BRIEF - Filter the entries down to the lines containing "locomotive", and copy those lines.

---- DATA UNDER STUDY

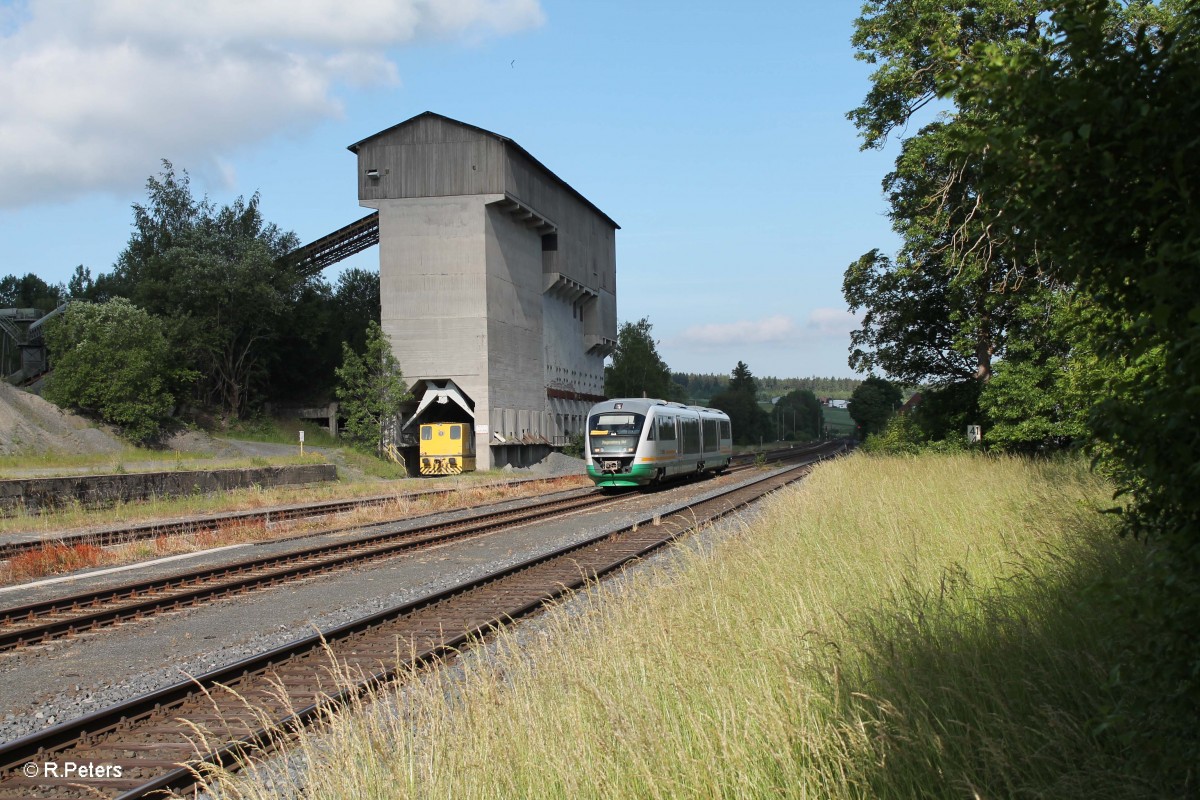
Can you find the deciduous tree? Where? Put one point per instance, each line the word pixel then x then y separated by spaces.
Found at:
pixel 113 360
pixel 371 390
pixel 873 404
pixel 217 274
pixel 637 370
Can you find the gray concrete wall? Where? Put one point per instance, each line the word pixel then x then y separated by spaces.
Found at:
pixel 471 293
pixel 36 493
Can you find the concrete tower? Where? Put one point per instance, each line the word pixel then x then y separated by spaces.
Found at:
pixel 498 283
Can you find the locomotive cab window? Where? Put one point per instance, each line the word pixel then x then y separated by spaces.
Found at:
pixel 616 425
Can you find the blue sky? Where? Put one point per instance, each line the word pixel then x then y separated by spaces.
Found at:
pixel 713 133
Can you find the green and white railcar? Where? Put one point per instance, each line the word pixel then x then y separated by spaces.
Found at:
pixel 637 441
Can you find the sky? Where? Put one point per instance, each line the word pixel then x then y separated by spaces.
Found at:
pixel 713 133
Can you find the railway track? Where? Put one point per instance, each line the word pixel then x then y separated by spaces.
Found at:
pixel 63 617
pixel 67 615
pixel 275 515
pixel 150 745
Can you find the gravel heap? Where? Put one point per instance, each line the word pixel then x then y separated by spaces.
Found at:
pixel 553 465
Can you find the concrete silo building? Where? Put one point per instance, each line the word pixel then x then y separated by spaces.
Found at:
pixel 498 284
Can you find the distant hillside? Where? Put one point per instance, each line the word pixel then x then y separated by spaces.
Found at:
pixel 700 388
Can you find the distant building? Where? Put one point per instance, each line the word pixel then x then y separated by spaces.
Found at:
pixel 498 283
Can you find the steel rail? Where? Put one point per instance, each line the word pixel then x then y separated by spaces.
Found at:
pixel 151 725
pixel 125 534
pixel 94 609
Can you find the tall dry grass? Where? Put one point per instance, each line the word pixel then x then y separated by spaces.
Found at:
pixel 895 627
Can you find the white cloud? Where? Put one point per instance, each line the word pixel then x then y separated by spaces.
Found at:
pixel 821 324
pixel 772 329
pixel 96 92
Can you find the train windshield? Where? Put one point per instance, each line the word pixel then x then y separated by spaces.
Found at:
pixel 615 431
pixel 618 423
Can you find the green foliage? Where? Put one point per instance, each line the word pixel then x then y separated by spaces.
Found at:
pixel 738 400
pixel 574 446
pixel 262 427
pixel 219 275
pixel 1096 150
pixel 700 388
pixel 29 292
pixel 636 368
pixel 900 437
pixel 113 360
pixel 371 390
pixel 873 404
pixel 801 414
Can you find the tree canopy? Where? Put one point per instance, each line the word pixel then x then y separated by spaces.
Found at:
pixel 873 404
pixel 739 400
pixel 637 370
pixel 371 389
pixel 1049 241
pixel 113 360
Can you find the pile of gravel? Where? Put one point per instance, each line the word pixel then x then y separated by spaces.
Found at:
pixel 556 464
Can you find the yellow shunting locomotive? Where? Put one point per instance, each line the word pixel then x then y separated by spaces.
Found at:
pixel 447 449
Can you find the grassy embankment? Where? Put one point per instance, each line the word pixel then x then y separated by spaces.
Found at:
pixel 893 629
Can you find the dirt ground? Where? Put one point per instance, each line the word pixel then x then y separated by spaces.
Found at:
pixel 31 426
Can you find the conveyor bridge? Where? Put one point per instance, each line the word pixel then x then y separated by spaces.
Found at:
pixel 329 250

--------

SOLUTION FOR THIS PROBLEM -
Can you find the locomotive cab window? Where? Put one point per instance, each line the word pixel then x then y separated by spaces.
Can you find the yellow shunting locomotive? Where? Put one point per instance, each line the word pixel then x then y separated by spaces.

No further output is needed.